Copy every entry below word for word, but leave out the pictures.

______

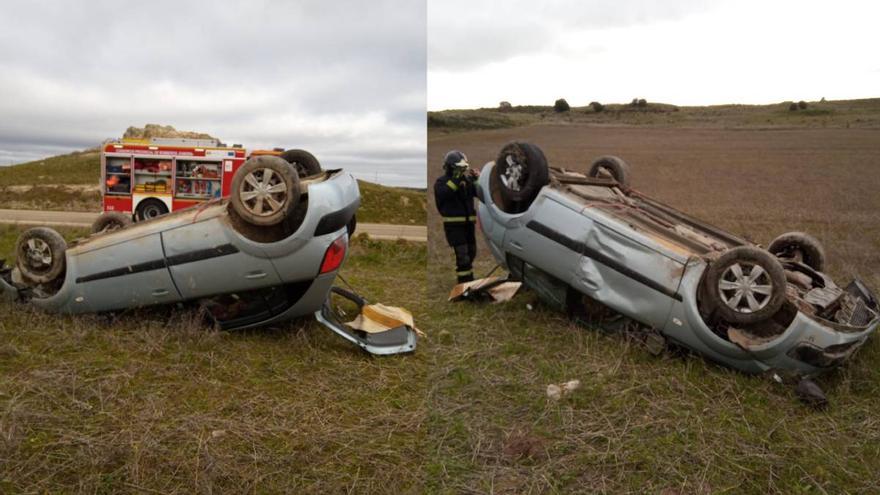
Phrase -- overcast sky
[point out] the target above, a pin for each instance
(344, 79)
(685, 52)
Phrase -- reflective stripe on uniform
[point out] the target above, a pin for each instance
(472, 218)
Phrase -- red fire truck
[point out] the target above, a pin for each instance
(148, 178)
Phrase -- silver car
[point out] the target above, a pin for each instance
(268, 253)
(590, 245)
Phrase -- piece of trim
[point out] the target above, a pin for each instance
(332, 222)
(179, 259)
(581, 248)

______

> [Written reply]:
Phrase -- overcast sky
[point out] the target above, a pin for each instance
(344, 79)
(685, 52)
Phrase -- reflective stripe on uniform
[point out] the target above, a pin for each instance
(472, 218)
Phrase -- red fire truck
[point out] the target above, a pin for each instance
(148, 178)
Phrase -- silver car
[point out] the target above, a pin for each instance
(268, 253)
(590, 245)
Phrase -- piece of trim
[point out] the target above, a pin for each instance
(332, 222)
(179, 259)
(581, 248)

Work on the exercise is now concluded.